* _STATED GOAL_:
Output exactly the lines from the line with "glass facade, that would be most appreciated." through the end of the records below. Include nothing else.

* _DATA SHOWN_:
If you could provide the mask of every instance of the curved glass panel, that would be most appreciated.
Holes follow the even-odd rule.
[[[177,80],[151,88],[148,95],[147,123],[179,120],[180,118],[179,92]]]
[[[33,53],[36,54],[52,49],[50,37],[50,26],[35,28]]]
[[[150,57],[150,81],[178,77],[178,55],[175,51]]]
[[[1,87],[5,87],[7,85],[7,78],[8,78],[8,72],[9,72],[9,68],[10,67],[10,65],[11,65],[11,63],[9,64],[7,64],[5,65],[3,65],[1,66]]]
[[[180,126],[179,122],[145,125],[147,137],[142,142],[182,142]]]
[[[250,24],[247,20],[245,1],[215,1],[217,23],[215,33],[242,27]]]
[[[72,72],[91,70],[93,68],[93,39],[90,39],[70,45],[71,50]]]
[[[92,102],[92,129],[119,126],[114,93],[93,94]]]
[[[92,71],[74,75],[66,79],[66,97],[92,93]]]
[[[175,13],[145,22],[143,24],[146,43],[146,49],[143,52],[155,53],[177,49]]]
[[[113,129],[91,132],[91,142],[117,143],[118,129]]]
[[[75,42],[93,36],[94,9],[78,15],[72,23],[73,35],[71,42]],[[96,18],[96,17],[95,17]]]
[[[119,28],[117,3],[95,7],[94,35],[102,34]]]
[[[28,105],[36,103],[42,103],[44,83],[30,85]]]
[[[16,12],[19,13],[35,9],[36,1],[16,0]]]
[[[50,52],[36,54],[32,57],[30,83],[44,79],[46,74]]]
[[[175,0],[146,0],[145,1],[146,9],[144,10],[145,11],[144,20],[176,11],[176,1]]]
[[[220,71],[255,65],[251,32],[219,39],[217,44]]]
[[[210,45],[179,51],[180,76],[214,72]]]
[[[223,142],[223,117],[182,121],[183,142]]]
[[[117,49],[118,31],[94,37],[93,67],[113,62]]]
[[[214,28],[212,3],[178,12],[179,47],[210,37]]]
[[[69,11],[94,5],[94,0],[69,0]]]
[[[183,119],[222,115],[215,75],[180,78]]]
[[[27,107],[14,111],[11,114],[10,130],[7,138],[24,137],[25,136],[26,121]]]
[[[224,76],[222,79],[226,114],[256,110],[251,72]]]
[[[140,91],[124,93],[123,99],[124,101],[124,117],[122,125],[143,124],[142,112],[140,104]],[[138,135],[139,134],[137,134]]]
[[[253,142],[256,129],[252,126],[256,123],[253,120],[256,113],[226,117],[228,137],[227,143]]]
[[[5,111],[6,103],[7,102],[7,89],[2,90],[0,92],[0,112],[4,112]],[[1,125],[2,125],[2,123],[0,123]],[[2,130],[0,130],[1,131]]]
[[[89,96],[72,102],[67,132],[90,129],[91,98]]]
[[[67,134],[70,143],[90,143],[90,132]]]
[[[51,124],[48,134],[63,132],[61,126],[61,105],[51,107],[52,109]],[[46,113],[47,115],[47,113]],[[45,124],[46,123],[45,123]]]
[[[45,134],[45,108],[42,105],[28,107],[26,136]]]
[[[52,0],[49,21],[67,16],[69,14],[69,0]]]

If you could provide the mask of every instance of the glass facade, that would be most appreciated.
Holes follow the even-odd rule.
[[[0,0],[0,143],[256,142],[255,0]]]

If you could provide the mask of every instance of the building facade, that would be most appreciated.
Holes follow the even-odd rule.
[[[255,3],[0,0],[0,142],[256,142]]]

* _RESULT FOR THIS EXERCISE_:
If you could provide the mask of every instance of the glass facade, that would be most appreciated.
Holes follow the even-odd rule.
[[[0,0],[0,143],[256,142],[255,0]]]

If you could provide the mask of every instance of the building facade, that would be most appreciated.
Holes follow the even-odd rule.
[[[255,3],[0,0],[0,142],[256,142]]]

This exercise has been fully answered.